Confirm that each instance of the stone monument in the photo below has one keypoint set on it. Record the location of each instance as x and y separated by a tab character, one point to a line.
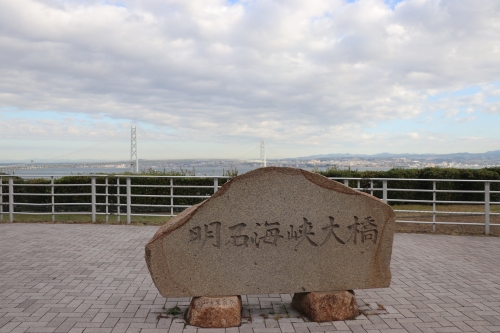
275	230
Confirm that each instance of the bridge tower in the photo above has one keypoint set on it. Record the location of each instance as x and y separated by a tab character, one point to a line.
263	153
134	159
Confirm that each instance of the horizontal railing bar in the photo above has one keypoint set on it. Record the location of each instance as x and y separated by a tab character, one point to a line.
431	191
418	180
438	212
451	223
444	202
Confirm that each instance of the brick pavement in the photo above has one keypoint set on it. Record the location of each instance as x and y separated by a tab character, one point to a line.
92	278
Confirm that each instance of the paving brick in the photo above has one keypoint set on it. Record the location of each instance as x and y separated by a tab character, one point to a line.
93	278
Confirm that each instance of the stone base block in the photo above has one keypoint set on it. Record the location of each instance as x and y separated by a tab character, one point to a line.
326	306
214	312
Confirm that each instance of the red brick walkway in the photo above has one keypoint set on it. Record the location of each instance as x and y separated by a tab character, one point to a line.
92	278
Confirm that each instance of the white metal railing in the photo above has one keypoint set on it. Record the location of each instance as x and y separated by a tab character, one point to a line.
127	194
125	182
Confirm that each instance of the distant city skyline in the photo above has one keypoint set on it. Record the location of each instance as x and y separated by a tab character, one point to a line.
212	78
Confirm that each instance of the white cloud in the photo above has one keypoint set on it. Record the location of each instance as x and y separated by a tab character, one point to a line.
290	71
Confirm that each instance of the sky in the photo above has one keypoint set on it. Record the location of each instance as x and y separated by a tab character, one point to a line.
212	78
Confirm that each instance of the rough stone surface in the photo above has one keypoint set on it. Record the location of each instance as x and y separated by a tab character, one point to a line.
275	230
214	312
326	306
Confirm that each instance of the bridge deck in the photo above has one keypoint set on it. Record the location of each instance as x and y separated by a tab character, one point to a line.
92	278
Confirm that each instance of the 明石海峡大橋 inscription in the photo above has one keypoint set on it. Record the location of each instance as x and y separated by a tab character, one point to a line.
261	234
275	230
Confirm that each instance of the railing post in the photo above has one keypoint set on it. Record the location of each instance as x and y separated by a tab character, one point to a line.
171	197
11	199
434	206
486	208
52	198
1	198
106	198
129	200
92	186
118	199
384	191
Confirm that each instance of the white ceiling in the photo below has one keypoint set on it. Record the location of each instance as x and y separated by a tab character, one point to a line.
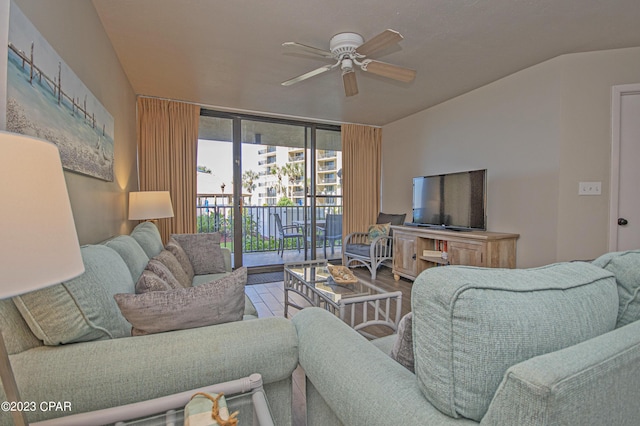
228	54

-- -- --

» **TASK INSTRUCTIONS**: Reproduce each line of the records exactly, and omit every picture.

» **FINISHED EXERCISE**:
Confirm that each instance of the stone monument in the photo below has one keypoint set on it. Record the location of each instance as x and y separated by a tab character, one point to a line.
275	230
Confirm that each instance of the bridge tower in the photo above has one keypoint set on it. Record the location of each instance as x and y separated by a tab character, one point to a line.
263	153
134	159
Confirm that each instance of the horizontal railing bar in the photo above has one keypoint set on it. Record the location of each instance as x and y separated by a tab character, one point to a line.
431	191
418	180
438	212
451	223
444	202
Confirm that each instance of the brick pavement in the photo above has one keypoint set on it. Record the location of each instance as x and y separated by a tab character, one point to a line.
92	278
Confirm that each instance of the paving brick in the photo above has one keypoint set on it. Record the location of each instance as x and y separated by a tab character, one point to a line.
93	278
Confirm that each instance of the stone base block in the photo above has one keypoint set on it. Record the location of each instance as x and y separated by a tab character, one point to a line.
326	306
214	312
Confirm that each instance of the red brick walkway in the photo above has one keypoint set on it. Record the location of each instance as x and y separated by a tab character, one point to a line.
92	278
Confirm that each instance of the white metal railing in the photo above has one keypoint set on it. Record the location of each instance as x and y separated by a tab character, one point to a line.
127	194
125	182
Confirm that each instance of the distant city skyline in the photo above has one keypoint set on it. Record the location of each instance as x and y separated by a tab character, one point to a line.
212	78
Confirm that each instance of the white cloud in the photo above has one keypoint set on it. Record the location of each instance as x and y separated by a tab character, one point to a line.
290	71
Confirm that each instance of the sky in the photo above has one keypoint set on it. Record the location of each instance as x and y separated by a tab character, one point to a line.
212	78
Confirm that each instance of the rough stone surface in the photo above has one keypoint set on it. Record the location of each instance as x and y separated by a tab character, one point to a line.
275	230
214	312
326	306
Confirm that each instance of the bridge deck in the photo above has one keypoint set on it. Record the location of each instance as x and y separated by a tab character, one point to a line.
92	278
Confirm that each instance of the 明石海峡大橋 inscription in the photo above has one keypoint set on it. Record the location of each instance as x and y separated by a tab character, one point to a line.
261	234
275	230
Confirm that each instance of the railing post in the photo above has one keypoint set on it. Record the location of each instance as x and y separated by a tab character, one point to a line.
171	197
11	199
434	206
486	208
52	198
1	198
106	198
129	200
92	186
118	199
384	191
Confirm that each instance of the white ceiling in the photo below has one keypoint set on it. Record the location of each instance as x and y separated by a tab character, one point to a line.
228	54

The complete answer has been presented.